— Start Materials provided —
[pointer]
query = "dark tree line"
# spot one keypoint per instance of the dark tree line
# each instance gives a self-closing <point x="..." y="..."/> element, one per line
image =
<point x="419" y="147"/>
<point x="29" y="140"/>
— End Materials provided —
Task to carry out: Swap "dark" for "distant" everywhere it occurs in these lines, and write the lines out again with nothing else changed.

Complete answer:
[pointer]
query = "distant tree line"
# spot one keypoint per instance of the distant tree line
# each instance gives a self-closing <point x="..." y="..."/> element, one per line
image =
<point x="419" y="147"/>
<point x="29" y="140"/>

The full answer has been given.